**Exercise instructions**.
Determine how many lines of the records contain the string "surface", and state only that number.

(Records from a collection)
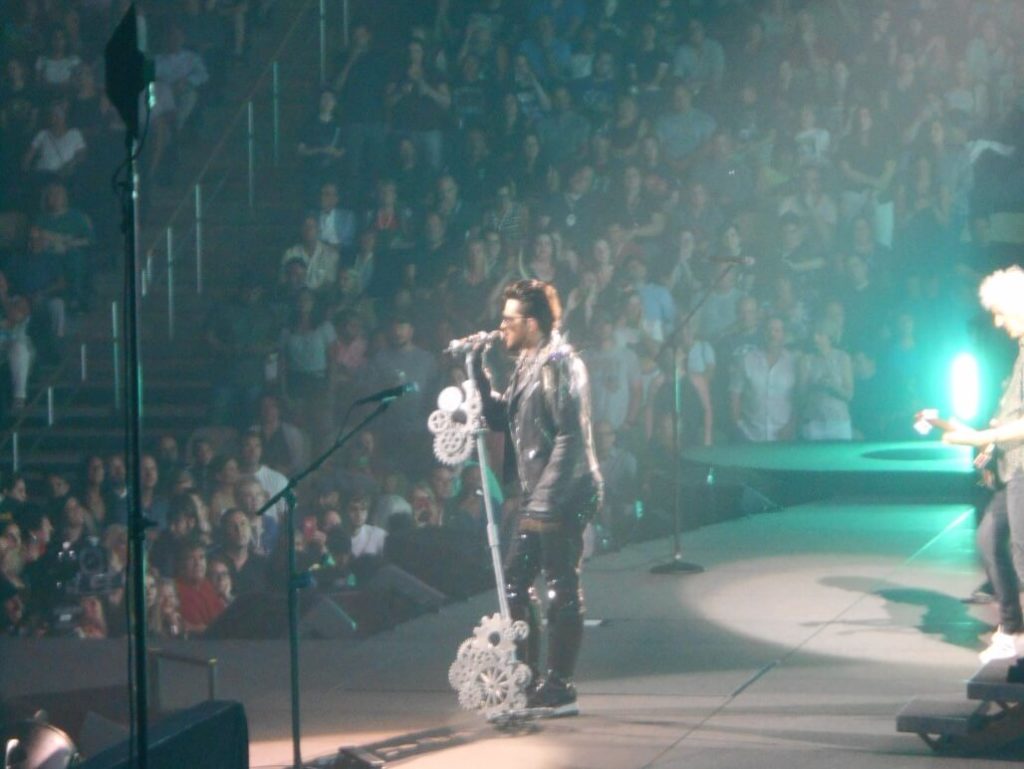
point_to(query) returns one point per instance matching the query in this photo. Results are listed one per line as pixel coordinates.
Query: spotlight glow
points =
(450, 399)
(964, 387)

...

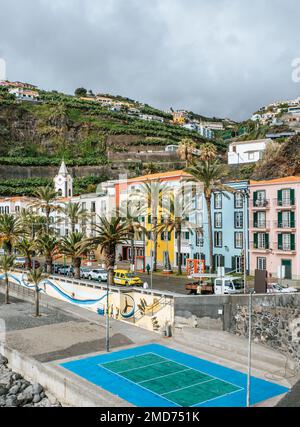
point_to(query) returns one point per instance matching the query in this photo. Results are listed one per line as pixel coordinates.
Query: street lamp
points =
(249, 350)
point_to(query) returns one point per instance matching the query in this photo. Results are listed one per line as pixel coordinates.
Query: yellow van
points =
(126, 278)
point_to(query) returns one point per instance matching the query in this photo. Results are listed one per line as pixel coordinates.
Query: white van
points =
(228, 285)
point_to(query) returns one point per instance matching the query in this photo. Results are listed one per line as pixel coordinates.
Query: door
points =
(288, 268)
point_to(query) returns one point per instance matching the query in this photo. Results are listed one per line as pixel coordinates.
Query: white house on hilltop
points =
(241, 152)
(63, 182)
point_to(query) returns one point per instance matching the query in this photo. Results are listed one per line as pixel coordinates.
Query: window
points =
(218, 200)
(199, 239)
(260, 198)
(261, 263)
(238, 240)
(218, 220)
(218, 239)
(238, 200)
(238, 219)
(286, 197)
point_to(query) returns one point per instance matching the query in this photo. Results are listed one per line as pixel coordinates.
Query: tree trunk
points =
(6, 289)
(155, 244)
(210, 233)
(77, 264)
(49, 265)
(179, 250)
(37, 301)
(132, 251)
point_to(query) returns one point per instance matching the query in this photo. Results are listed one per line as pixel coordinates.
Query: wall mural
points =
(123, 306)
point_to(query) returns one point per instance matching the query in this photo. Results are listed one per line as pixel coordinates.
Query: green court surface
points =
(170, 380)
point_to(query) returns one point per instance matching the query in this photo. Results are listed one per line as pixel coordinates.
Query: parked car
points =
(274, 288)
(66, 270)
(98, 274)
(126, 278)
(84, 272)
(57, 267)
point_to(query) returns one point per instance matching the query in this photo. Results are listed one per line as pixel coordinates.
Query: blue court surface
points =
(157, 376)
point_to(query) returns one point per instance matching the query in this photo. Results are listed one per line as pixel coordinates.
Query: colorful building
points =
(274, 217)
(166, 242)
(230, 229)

**Response for this exercise**.
2